Every entry that follows needs to be repeated exactly.

───

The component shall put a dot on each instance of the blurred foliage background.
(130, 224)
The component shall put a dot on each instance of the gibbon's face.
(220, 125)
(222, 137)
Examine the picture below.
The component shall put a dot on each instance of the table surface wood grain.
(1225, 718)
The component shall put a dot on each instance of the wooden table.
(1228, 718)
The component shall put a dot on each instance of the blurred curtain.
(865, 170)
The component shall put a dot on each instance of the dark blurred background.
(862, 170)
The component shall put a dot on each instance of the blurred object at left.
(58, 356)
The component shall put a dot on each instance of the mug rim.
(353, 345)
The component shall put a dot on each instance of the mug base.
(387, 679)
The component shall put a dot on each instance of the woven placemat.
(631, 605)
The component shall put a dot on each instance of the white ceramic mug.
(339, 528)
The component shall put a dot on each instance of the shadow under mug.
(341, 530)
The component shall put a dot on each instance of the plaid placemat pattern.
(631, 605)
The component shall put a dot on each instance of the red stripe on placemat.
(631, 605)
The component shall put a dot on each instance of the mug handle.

───

▶ **RESULT OF THIS TASK**
The component shall put a dot on each instance of the blurred foliage background.
(130, 224)
The component shall put a dot on each instance of the gibbon's face.
(220, 125)
(222, 137)
Examine the picture below.
The component shall put a dot on each instance of the table surface wood grain.
(1225, 718)
The component shall put a dot on each instance of the wooden table.
(1228, 718)
The component shall put a dot on each instance of the blurred curtain.
(865, 170)
The component shall put a dot on each instance of the dark blurred background.
(862, 170)
The component shall put a dot on each instance of the blurred object at left.
(58, 356)
The component shall put a dot on each instance of the mug rim.
(353, 345)
The component shall put a dot on each instance of the mug base.
(387, 679)
The component shall put a dot on each instance of the woven placemat.
(631, 605)
The component shall put a dot on each instance of the white ceramic mug.
(339, 528)
The component shall put a dot on each instance of the shadow under mug.
(341, 530)
The component shall put a dot on each instance of the plaid placemat pattern.
(631, 605)
The component shall put a dot on each instance of the red stripe on placemat.
(631, 605)
The component shall put a dot on each instance of the mug handle.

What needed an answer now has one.